Records supplied: Begin
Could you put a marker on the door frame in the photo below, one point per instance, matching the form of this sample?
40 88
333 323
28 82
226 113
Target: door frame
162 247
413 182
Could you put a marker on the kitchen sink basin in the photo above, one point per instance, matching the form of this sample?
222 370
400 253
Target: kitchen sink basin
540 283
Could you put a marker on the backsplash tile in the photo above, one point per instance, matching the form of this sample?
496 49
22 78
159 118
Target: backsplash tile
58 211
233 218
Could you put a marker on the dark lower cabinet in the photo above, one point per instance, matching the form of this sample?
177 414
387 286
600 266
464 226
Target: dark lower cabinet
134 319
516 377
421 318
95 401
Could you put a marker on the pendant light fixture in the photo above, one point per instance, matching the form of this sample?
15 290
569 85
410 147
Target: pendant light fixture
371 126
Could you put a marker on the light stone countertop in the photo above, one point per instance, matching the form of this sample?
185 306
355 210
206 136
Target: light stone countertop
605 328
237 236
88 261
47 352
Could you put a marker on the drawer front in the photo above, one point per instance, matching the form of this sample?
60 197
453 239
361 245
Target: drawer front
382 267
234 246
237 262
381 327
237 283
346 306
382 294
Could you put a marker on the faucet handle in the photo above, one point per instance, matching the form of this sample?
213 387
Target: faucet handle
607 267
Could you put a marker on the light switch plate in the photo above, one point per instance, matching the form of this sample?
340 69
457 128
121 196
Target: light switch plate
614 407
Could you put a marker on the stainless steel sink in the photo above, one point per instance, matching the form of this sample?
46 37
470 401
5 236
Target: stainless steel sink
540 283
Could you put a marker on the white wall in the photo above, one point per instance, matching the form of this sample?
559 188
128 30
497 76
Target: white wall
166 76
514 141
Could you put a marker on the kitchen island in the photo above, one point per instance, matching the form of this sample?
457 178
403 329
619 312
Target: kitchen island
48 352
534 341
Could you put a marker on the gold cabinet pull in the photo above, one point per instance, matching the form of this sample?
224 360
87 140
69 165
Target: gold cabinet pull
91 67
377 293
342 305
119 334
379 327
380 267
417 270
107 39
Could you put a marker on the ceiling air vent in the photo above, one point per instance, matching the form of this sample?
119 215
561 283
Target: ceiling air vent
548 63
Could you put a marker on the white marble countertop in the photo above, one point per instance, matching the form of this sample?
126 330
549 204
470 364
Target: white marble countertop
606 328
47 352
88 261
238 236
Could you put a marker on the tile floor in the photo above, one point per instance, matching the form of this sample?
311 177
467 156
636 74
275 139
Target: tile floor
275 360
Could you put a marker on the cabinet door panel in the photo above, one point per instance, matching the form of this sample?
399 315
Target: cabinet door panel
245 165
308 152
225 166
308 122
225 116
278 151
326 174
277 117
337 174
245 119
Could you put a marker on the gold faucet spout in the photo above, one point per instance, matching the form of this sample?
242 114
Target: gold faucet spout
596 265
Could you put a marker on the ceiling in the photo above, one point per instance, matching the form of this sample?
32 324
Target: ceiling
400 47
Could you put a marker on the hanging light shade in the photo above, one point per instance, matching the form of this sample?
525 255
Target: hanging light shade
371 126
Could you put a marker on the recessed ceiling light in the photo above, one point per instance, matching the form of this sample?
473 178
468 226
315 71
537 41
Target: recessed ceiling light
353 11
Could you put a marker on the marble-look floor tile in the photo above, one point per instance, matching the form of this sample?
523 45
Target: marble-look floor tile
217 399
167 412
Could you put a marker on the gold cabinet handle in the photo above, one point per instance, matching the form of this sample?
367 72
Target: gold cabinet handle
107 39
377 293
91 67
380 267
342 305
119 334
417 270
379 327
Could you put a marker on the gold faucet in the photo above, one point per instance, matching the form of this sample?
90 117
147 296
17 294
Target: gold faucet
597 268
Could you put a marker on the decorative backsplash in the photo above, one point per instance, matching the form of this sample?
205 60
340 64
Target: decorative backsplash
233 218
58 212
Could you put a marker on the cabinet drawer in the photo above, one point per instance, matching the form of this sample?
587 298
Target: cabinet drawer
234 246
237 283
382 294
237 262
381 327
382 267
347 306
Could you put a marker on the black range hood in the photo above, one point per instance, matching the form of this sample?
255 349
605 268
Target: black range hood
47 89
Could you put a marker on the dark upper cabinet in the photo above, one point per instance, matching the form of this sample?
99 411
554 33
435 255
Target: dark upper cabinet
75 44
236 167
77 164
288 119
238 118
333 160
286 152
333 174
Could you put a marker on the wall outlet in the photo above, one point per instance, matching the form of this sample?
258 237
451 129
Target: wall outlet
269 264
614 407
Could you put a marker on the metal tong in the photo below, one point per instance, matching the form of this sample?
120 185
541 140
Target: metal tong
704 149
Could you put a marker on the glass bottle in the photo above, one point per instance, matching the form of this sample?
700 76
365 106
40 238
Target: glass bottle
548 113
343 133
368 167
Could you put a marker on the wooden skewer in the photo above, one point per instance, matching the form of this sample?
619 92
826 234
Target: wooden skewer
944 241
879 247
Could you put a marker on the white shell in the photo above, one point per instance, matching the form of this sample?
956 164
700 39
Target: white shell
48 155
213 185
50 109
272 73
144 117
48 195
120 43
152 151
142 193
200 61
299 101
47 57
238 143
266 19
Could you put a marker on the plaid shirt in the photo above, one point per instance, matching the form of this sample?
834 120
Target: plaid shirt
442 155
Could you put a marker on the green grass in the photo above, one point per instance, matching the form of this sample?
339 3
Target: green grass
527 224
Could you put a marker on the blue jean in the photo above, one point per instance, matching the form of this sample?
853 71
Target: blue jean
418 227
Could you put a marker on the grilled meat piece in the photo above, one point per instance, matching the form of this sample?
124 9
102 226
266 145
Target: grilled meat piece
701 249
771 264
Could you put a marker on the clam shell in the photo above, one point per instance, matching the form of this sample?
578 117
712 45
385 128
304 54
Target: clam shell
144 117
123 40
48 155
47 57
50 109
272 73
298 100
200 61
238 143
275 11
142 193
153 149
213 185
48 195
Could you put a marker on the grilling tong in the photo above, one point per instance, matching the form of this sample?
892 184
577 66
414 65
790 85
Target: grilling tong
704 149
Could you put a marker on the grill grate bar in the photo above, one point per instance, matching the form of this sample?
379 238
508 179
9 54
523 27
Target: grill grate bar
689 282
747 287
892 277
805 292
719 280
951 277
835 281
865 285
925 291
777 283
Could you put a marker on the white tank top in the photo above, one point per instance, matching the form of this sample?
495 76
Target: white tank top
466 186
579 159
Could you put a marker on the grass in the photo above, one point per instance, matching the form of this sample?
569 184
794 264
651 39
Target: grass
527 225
Records supplied: End
● Work required
Would you reproduce every record above exactly as it appears?

● Reply to the exercise
Could you put a marker on the door frame in the photo below, one point per instance, matching the form of this sample?
40 88
333 323
28 82
226 113
Target: door frame
162 247
413 182
Could you put a marker on the kitchen sink basin in the photo above, one point per instance, matching the form of this sample?
222 370
400 253
Target: kitchen sink basin
540 283
Could you put a marker on the backsplash tile in the photo above, one point per instance, matching the form of this sample?
496 49
22 78
159 118
Target: backsplash tile
58 211
233 218
Could you put a marker on the dark lower cabinet in the photo above, one point per instance, matching the form of this sample?
177 414
387 286
600 266
464 226
Target: dark lower cabinet
134 319
516 377
421 318
95 401
Could you put a marker on the pendant light fixture in the photo above, one point per instance, matching the form of this sample?
15 290
569 85
410 147
Target: pendant light fixture
371 126
Could you put a marker on the light stone countertop in the photo above, one point per instance, matching the form of this sample?
185 306
355 210
206 136
Target: light stone countertop
605 328
237 236
88 261
47 352
Could you put a marker on the drawer front in the photo above, one point per instance, matching the form of this sample?
60 197
453 239
361 245
Target: drawer front
382 267
234 246
237 262
381 327
237 283
346 306
382 294
Could you put a marker on the faucet handle in the photo above, one point per instance, matching the form of this sample?
213 387
Target: faucet handle
607 267
Could you put a marker on the light switch plate in the photo above, one point per instance, matching the form of this sample?
340 69
457 128
121 196
Target: light switch plate
614 407
Could you put a marker on the stainless steel sink in the photo above, one point per instance, matching the form of this sample?
46 37
470 401
5 236
Target: stainless steel sink
540 283
Could you put a marker on the white wall in the photo above, one point per instance, matching the form of this sample?
559 188
128 30
497 76
Target: white wall
166 76
514 141
Could you put a marker on the kitchen island in the photo above, one point per instance, matching the form of this sample?
457 178
403 329
619 312
Target: kitchen island
48 352
534 341
Could you put a marker on the gold cabinet pull in the photo above, one point per instance, matching the form of this sample?
224 360
87 140
69 165
Target: gold cabinet pull
91 67
377 293
342 305
119 334
379 327
380 267
417 270
107 39
Could you put a marker on the ceiling air vent in the photo above, one point per instance, matching the form of this sample?
119 215
561 283
Target: ceiling air vent
548 63
Could you put a marker on the white marble countertop in the photo above, one point per instance, matching the form of this sample?
126 330
549 204
470 364
Target: white marble countertop
606 328
47 352
88 261
238 236
Could you put a marker on the tile floor in the photo above, one point per instance, matching the form of this sample?
311 177
467 156
636 74
275 139
Target: tile floor
275 360
Could you put a marker on the cabinet door panel in the photo above, one point per instance, matching the form of this sample?
399 315
Target: cabinet door panel
245 165
308 152
225 166
308 122
225 116
278 151
326 174
277 117
337 174
245 119
Could you put a marker on the gold faucet spout in the photo above, one point per instance, matching the form of this sample?
242 114
Target: gold faucet spout
596 265
Could you put a marker on the ceiling in the photo above, one point per instance, matching the form of this sample?
32 324
Target: ceiling
400 47
Could you put a marker on the hanging light shade in the photo above, one point per instance, matching the form of this sample?
525 255
Target: hanging light shade
371 126
Could you put a marker on the recessed ceiling light in the photo above, one point per instance, matching the form of this sample?
473 178
468 226
315 71
537 41
Target: recessed ceiling light
353 11
Could you put a marker on the marble-look floor tile in the photo above, one point per instance, matching the form of this sample?
523 45
Target: marble-look floor tile
217 399
167 412
Could you put a marker on the gold cabinet handle in the photo above, one point per instance, matching the form of this sample?
367 72
Target: gold cabinet handle
107 39
377 293
91 67
380 267
342 305
119 334
417 270
379 327
Could you put a marker on the gold faucet in the photo above, one point per instance, matching the form of this sample?
90 117
147 296
17 294
Target: gold faucet
597 268
Could you put a marker on the decorative backsplash in the photo above, one point per instance, matching the form of this sample?
205 60
340 64
Target: decorative backsplash
233 218
58 212
Could you put a marker on the cabinet drawer in the photo above, one point per instance, matching the form of this sample?
587 298
Target: cabinet drawer
234 246
237 283
382 294
237 262
381 327
382 267
347 306
Could you put a marker on the black range hood in the photo above, one point per instance, matching the form of this sample?
255 349
605 268
Target: black range hood
47 89
Could you put a marker on the dark upper cabinet in the photo above, one point per instance, matching the form of this sample?
99 411
554 33
435 255
Target: dark upper cabinet
75 44
236 167
77 164
288 119
238 118
333 160
286 152
333 174
Could you put a marker on the wall outlet in the photo above, one point per instance, matching the form of this sample?
258 237
451 129
Target: wall outlet
269 264
614 407
Could you put a marker on the metal tong in the photo below, one point per instance, matching the form of this sample?
120 185
541 140
Target: metal tong
704 149
Could you put a marker on the glass bottle in the photo above, one point per instance, matching the form of this sample?
700 76
365 106
40 238
Target: glass bottle
548 113
343 133
368 167
Could you put a marker on the wooden skewer in the photo above, one point per instance, matching the form of this sample?
619 92
826 234
Target: wooden skewer
944 241
879 247
Could you put a marker on the white shell in the photo above, one point per instance, matching the form of this sample?
956 164
700 39
Target: white shell
48 155
213 185
50 109
272 73
144 117
48 195
120 43
152 151
142 193
200 61
299 101
47 57
238 143
266 19
Could you put a marker on the plaid shirt in the photo above, one point per instance, matching the form of this sample?
834 120
Target: plaid shirt
442 155
Could you put a marker on the green grass in the photo above, one point per instance, matching the form of this sample?
339 3
Target: green grass
527 224
Could you put a marker on the blue jean in the photo above, one point per instance, matching the form of this sample?
853 71
Target: blue jean
418 227
Could you put a marker on the grilled meat piece in the photo above, one point per instance, matching the form of this sample?
124 9
102 226
266 145
Target: grilled meat piece
701 249
771 264
Could you put a marker on the clam shell in the photo above, one point per instance, matching the form of this sample?
578 117
712 45
385 128
304 54
Target: clam shell
144 117
123 40
48 155
47 57
50 109
272 73
298 100
200 61
238 143
275 11
142 193
153 149
213 185
48 195
Could you put a marker on the grilling tong in the photo above, one point per instance, matching the form of this sample?
892 184
577 66
414 65
790 85
Target: grilling tong
704 149
Could you put a marker on the grill grate bar in the photo above, one point per instance, matching the form of this sample?
379 238
508 179
9 54
523 27
Target: grill grate bar
689 282
747 287
892 277
805 292
719 280
951 277
835 281
865 285
925 291
777 283
Could you put a marker on the white tank top in the photo above, one point per instance, matching the form of this sample?
495 76
Target: white tank top
466 186
579 159
Could you put a marker on the grass in the photo above, one point per instance, matching the form of this sample?
569 184
794 264
651 39
Target: grass
527 225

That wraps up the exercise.